++++ Excerpt provided

Phonebook Fajitas (Rio Grande Valley, 1976)
Donald M. Lance
LanceDM at MISSOURI.EDU
Sun Jan 21 06:20:03 UTC 2001
Bapopik at AOL.COM wrote:
> "The Round-up Restaurant, now closed, in tiny Pharr, Texas, in the Rio Grande Valley is generally credited with having been the first establishment, in 1969, to put fajitas on its menu when it was just a drive-in eatery."
I grew up in the Valley, and I very much doubt that The Round-Up Restaurant was the first. What gringos world-wide know as fajitas are various kinds of meats seasoned with spices that generations of mamacitas and 'buelitas
have put on flank steaks (fajas) in feeding their families -- the tough meat in the muscles under the bellies of bovine critters. Butchers would give away the fajas covered with fat or sell them for a pittance, so this was
a good way for the poor to get a solid source of protein. In the 1950s one could get botana platters of fajitas in lots of eateries along the Texas border. After gringuification of this food item, butchers could sell flank
steaks for more $$$ and this traditional item was soon no longer a staple for less affluent families. "Chicken fajitas," in a "technical" sense, is a misnomer, because the fajas in a chicken's belly are so thin that they
wouldn't make much of a meal.

++++++++
++++ Extracted entries

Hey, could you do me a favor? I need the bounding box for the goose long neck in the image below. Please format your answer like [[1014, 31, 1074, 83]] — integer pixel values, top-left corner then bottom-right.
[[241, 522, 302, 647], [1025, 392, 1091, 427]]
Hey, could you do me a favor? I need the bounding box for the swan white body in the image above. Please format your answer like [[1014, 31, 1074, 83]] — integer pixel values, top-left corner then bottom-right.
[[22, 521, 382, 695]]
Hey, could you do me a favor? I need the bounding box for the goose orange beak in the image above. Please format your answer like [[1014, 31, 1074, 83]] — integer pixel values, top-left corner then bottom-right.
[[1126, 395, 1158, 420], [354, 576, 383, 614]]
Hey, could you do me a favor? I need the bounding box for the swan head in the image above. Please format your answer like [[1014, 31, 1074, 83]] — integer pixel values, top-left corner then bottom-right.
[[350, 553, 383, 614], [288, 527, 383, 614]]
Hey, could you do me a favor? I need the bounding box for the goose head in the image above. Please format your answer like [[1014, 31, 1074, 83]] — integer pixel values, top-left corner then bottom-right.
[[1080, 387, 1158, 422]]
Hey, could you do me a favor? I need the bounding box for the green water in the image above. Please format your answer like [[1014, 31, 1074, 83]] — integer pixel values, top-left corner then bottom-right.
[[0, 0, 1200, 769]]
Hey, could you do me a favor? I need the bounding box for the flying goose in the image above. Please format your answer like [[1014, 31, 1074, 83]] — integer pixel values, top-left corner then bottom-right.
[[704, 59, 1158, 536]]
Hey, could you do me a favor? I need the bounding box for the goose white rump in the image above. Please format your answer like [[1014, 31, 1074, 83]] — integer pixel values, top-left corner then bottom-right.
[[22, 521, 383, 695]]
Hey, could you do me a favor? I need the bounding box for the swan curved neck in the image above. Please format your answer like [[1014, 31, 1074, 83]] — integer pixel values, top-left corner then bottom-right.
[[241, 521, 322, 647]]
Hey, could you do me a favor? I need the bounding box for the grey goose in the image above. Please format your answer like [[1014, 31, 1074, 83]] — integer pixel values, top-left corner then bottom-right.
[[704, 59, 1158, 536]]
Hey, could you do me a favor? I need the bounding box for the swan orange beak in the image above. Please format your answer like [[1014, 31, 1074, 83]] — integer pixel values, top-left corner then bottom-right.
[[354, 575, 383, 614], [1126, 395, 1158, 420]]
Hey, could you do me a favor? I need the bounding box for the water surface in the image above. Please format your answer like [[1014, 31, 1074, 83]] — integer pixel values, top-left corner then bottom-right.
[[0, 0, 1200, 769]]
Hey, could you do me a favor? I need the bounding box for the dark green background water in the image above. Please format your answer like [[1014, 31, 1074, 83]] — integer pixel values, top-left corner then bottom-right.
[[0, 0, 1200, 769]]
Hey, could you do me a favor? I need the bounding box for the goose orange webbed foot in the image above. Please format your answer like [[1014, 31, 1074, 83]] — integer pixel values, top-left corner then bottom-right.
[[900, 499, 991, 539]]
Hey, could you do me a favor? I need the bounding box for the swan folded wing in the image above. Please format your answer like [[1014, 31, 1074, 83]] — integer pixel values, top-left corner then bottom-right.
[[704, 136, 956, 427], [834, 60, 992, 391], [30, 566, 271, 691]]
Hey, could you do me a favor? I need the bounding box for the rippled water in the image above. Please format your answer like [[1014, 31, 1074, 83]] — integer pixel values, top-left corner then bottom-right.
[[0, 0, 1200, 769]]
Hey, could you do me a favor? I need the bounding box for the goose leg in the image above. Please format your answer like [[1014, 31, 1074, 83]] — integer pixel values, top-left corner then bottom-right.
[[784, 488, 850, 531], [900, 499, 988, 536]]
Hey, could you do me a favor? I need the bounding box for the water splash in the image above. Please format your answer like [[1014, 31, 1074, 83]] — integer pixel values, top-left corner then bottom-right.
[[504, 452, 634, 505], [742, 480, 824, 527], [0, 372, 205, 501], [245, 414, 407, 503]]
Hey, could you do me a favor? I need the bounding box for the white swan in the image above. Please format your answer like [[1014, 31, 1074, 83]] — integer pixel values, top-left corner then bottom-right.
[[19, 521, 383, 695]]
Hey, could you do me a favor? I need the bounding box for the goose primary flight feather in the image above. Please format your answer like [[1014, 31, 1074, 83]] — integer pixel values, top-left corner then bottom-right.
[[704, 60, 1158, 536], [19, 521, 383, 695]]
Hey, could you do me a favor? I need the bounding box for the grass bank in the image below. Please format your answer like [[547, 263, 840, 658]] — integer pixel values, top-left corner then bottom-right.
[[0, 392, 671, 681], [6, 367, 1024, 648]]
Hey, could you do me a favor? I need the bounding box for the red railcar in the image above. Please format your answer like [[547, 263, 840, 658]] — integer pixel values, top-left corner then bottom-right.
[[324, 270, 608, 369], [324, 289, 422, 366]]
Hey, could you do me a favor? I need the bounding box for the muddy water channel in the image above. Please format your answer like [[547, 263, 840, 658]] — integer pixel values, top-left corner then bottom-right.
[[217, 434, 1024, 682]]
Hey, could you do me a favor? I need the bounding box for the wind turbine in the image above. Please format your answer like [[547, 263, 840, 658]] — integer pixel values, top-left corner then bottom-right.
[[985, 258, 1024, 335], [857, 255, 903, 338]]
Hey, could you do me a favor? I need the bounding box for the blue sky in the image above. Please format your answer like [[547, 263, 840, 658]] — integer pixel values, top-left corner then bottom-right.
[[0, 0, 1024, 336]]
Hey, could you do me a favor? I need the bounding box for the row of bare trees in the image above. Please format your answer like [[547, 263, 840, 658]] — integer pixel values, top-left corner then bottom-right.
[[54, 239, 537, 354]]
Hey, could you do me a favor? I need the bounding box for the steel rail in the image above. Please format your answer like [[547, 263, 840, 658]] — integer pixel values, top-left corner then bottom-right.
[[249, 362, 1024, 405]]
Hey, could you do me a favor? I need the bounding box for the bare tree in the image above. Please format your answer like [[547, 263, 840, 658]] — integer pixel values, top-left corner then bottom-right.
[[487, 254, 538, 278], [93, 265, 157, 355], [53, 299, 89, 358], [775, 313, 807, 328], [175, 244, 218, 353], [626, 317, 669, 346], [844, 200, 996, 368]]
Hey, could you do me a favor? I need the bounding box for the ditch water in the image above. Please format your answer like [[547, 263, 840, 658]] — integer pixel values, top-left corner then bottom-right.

++++++++

● Prompt A:
Answer these questions using the post on fajitas:
(i) According to the quoted claim, in what year did the Round-up Restaurant first put fajitas on its menu?
(ii) What could one get in lots of eateries along the Texas border in the 1950s?
(iii) Why does the writer call "chicken fajitas" a misnomer?
● Prompt B: Resume the post on fajitas from its last sentence.
The material comes from a different source than the post on fajitas.

● Response area A:
(i) 1969
(ii) Botana platters of fajitas
(iii) The fajas in a chicken's belly are so thin that they wouldn't make much of a meal.

● Response area B:
Anyway, Pharr was hardly "tiny" in 1969 -- rather, had a population more like 12 -15,000. The 1994 estimated population was 36,576. The 1990 population of Hidalgo County, where Pharr is located, was 383,545 in 1990 and is
now over 500,000.
Whoever credited The Round-Up with this "innovation" was certainly not the kind of researcher that we have in our own Barry Popik.